A new study from Farewill has found that, of the 55% of Londoners who say that the COVID-19 crisis has made them talk more openly about death, a third (33%) admit it’s because they realised they should be more prepared for it.
This is one of the highest proportions in the UK, second only to respondents living in Yorkshire (35%).
Nearly three quarters (74%) of Londoners said that seeing daily death tolls in the news prompted their open conversations about death with loved ones, whilst 40% said they themselves felt scared about dying from the virus, 12% higher than the national average.
And as society unlocks on ‘Freedom Day’, many will re-enter normal life with a new state of mind. Over half (61%) of Londoners agreed that the pandemic has made realise people can die suddenly.
Adults living in the capital are the most worried when it comes to funeral costs, with half (50%) saying they are worried about not being able to afford the service when they die. 63% are worried how their loved ones will cope emotionally and financially when they’re gone.
Two thirds (66%) say they do not want a traditional funeral service at all, which typically includes a hearse, hymns and prayers, instead preferring a more personalised service with modern elements, such as a bright dress code or livestream of the service – the latter becoming extremely popular during the pandemic when gatherings were not permitted.
The same number want it to feel more like a celebration of life (40%), whilst 38% are concerned about the impact on the environment. 37% want a direct cremation, which involves no ceremony, service or attendees.
Dan Garrett, CEO of Farewill, comments: “The pandemic has had a huge impact on the way we view death. For too long, we’ve defaulted to the Victorian approach and kept a stiff upper lip, but the research shows that it’s becoming less of a taboo subject. This is partly because we’ve suddenly had to face the realities of death in a very immediate, confronting way, with daily death news bulletins and Covid dominating the headlines.
It can be a difficult subject, but reluctance to discuss it is why many people end up with a funeral that doesn’t represent who they are. What’s more, if Londoners, or anyone else, are worried about funeral costs, it’s important for them to know what options are available to them – a direct cremation for example, is much cheaper than organising a traditional funeral, but some people aren’t aware of that.
We’d suggest that anyone – no matter their age – has a think about what they want, and discusses it with friends or family. It can be one of the most meaningful conversations a person can have.”

*PROBLEMS TO SOLVE*
1. Decide whether each statement agrees with the Farewill survey report. Answer yes or no for each, and quote the words of the report that settle it.
(a) Among UK regions, respondents in Yorkshire gave a higher proportion than Londoners for talking more openly about death to be more prepared for it.
(b) Half of adults in London are worried they cannot afford their funeral service.
(c) A direct cremation includes a short ceremony for close family.
2. According to the Farewill survey report, what percentage of Londoners said that seeing daily death tolls in the news prompted their open conversations about death with loved ones?
3. From the Farewill survey report, output the passage starting with "The same number" and going on through "dominating the headlines.".
The listing is not needed for this work.

*MATERIAL PROVIDED*
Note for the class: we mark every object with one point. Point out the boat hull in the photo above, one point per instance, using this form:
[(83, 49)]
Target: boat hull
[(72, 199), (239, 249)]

*ANSWERS TO THE EXERCISES*
1.
(a) Yes: "second only to respondents living in Yorkshire (35%)"
(b) Yes: "half (50%) saying they are worried about not being able to afford the service when they die"
(c) No: "which involves no ceremony, service or attendees"

2. 74% of Londoners.

3.
The same number want it to feel more like a celebration of life (40%), whilst 38% are concerned about the impact on the environment. 37% want a direct cremation, which involves no ceremony, service or attendees.
Dan Garrett, CEO of Farewill, comments: “The pandemic has had a huge impact on the way we view death. For too long, we’ve defaulted to the Victorian approach and kept a stiff upper lip, but the research shows that it’s becoming less of a taboo subject. This is partly because we’ve suddenly had to face the realities of death in a very immediate, confronting way, with daily death news bulletins and Covid dominating the headlines.